Excerpt to read START

Trade Remedial Measures: The government has taken trade
remedial measures to address issues related to unfair trade practices, such as
anti-dumping duties, safeguard measures, and countervailing duties, to protect
domestic industries from import surges and unfair competition.
Export Promotion of Services: The government has been
promoting services exports, particularly in the IT and BPO sectors, through
policy measures such as special economic zones (SEZs), fiscal incentives, and
support for skill development and capacity building.
Export Finance and Insurance: The government has been
providing export finance and insurance support to exporters through
institutions such as the Export-Import Bank of India (EXIM Bank) and the Export
Credit Guarantee Corporation of India (ECGC), to mitigate risks and provide
financial support for exports.
E-commerce and Digital Trade: The government has been
focusing on promoting e-commerce and digital trade as part of India’s foreign
trade policy, including measures such as e-commerce export promotion, digital
payment facilitation, and support for startups and MSMEs in the digital space.
Q4. Explain the concept of food security system. What are
the flaws in Indian food security programme? What policy measures have been
undertaken by the government to ensure food security for all?

Excerpt to read END

## Tasks for this exercise
A - According to the excerpt on India's trade policy measures, why has the government taken trade remedial measures? Answer in one to three sentences.
B - Extend the excerpt on India's trade policy measures, picking up after its final sentence.

Recorded information START

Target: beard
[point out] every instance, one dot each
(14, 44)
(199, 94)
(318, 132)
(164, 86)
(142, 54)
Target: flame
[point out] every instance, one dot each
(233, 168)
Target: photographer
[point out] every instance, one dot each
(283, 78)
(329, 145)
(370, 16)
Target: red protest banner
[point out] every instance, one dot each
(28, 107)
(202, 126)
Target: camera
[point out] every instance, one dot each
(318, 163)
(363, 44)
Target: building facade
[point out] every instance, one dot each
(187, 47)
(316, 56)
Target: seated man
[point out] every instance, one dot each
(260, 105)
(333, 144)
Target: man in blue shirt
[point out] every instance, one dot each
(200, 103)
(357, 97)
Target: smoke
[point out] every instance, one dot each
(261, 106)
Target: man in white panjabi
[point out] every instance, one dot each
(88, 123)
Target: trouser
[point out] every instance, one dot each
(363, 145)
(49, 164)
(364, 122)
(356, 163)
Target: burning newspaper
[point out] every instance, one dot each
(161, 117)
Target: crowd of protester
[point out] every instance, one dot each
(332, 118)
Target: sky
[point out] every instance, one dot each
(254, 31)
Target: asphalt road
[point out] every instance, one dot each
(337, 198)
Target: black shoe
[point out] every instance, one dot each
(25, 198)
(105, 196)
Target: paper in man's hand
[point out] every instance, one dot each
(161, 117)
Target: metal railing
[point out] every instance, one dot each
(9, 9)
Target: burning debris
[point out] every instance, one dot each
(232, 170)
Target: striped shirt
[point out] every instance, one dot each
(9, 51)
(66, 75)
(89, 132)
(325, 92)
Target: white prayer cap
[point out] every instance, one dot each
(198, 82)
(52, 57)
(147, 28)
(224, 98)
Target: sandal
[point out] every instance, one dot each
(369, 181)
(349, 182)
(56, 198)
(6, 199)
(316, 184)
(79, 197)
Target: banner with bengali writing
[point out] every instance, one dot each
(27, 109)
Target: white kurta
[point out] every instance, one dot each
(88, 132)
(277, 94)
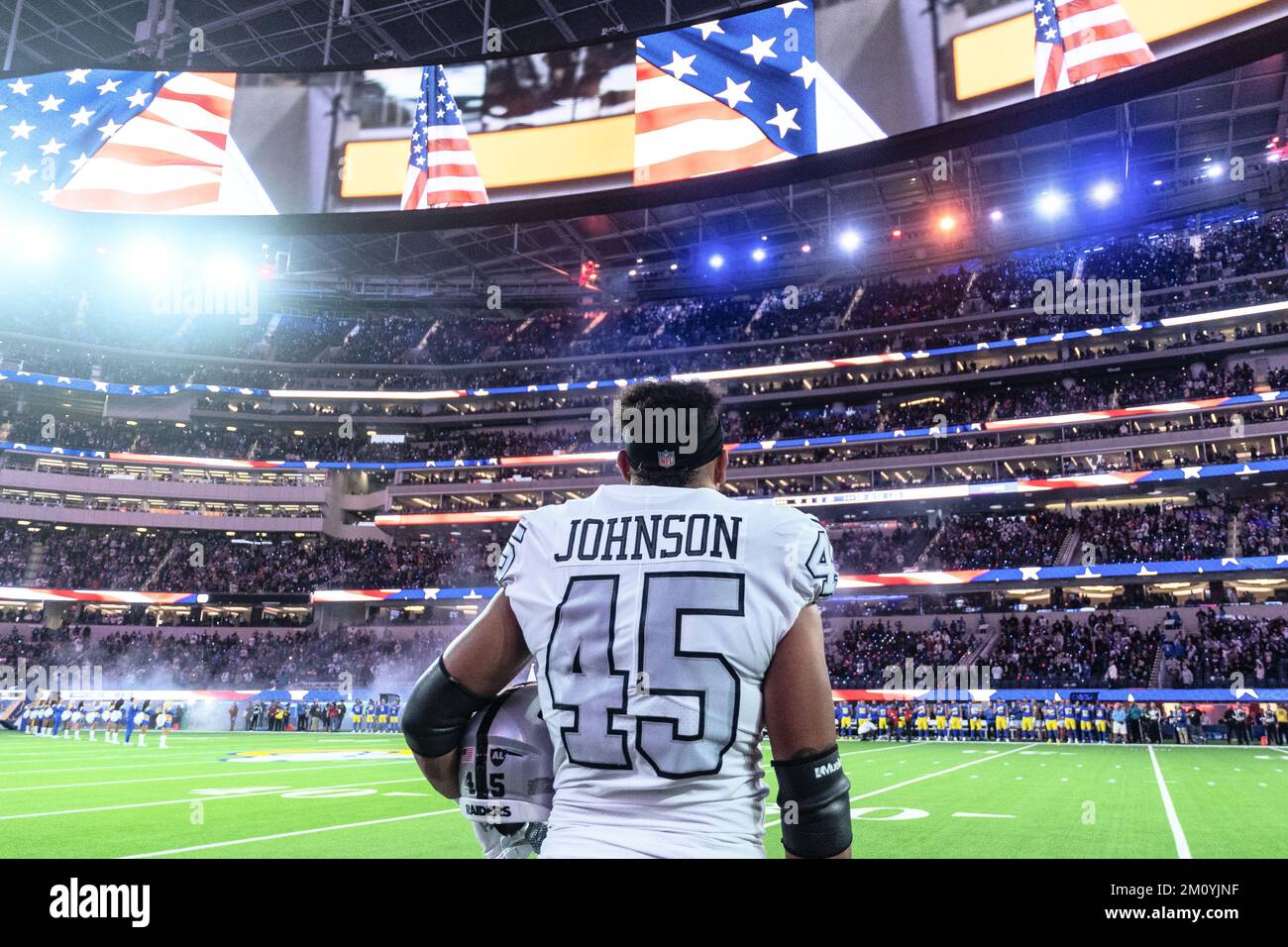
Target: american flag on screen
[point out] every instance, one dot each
(441, 169)
(1081, 42)
(117, 141)
(735, 93)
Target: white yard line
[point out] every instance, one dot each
(1183, 847)
(188, 800)
(291, 835)
(923, 777)
(261, 768)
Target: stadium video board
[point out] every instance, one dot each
(758, 88)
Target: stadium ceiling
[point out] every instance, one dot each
(1172, 137)
(308, 34)
(1176, 138)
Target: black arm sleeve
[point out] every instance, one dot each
(814, 805)
(438, 711)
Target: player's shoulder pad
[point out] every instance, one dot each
(527, 534)
(809, 554)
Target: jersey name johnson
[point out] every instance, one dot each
(653, 613)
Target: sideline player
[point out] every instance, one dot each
(165, 720)
(671, 625)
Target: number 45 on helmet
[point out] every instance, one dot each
(507, 775)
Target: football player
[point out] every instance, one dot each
(165, 719)
(671, 626)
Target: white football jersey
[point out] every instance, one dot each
(653, 613)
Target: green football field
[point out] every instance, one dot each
(266, 795)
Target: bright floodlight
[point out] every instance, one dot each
(1052, 204)
(226, 269)
(1104, 192)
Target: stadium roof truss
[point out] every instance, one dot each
(1167, 136)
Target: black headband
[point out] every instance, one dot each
(653, 457)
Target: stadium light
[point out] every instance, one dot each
(1104, 192)
(1051, 204)
(226, 269)
(34, 245)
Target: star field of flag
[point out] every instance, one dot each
(441, 167)
(52, 124)
(760, 63)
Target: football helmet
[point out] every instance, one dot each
(506, 776)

Recorded information END

## Task responses
A - The government took these measures, such as anti-dumping duties, safeguard measures, and countervailing duties, to address issues related to unfair trade practices. Their aim is to protect domestic industries from import surges and unfair competition.

B -
Ans4. Food security refers to a condition where all
individuals have physical, social, and economic access to sufficient, safe, and
nutritious food that meets their dietary needs and food preferences for an
active and healthy life. A food security system encompasses policies, programs,
and measures put in place by the government to ensure that all individuals,
especially the vulnerable and marginalized sections of society, have access to
adequate food at all times.
The concept of food security system involves four key
dimensions:
Availability: Ensuring that there is enough food produced or
imported to meet the food needs of the population.
Accessibility: Ensuring that food is physically and
economically accessible to all individuals, including the poor and vulnerable,
without any discrimination.
Utilization: Ensuring that food is used effectively to meet
the dietary needs and nutritional requirements of individuals, and promoting
awareness about proper nutrition and hygiene practices.
Stability: Ensuring that access to food is stable and not
subject to sudden shocks or disruptions, such as natural disasters, conflicts,
or price fluctuations.
Flaws in Indian Food Security Programme:
While the Indian government has implemented various food
security programs to address the issue of hunger and malnutrition, there are
some flaws in the Indian food security program, including:
Targeting and Identification of Beneficiaries: The
identification and targeting of beneficiaries under the food security programs
in India have been criticized for being inefficient and not reaching the
intended beneficiaries effectively. There have been issues of exclusion of
deserving beneficiaries and inclusion of ineligible beneficiaries, leading to
leakages and inefficiencies in the system.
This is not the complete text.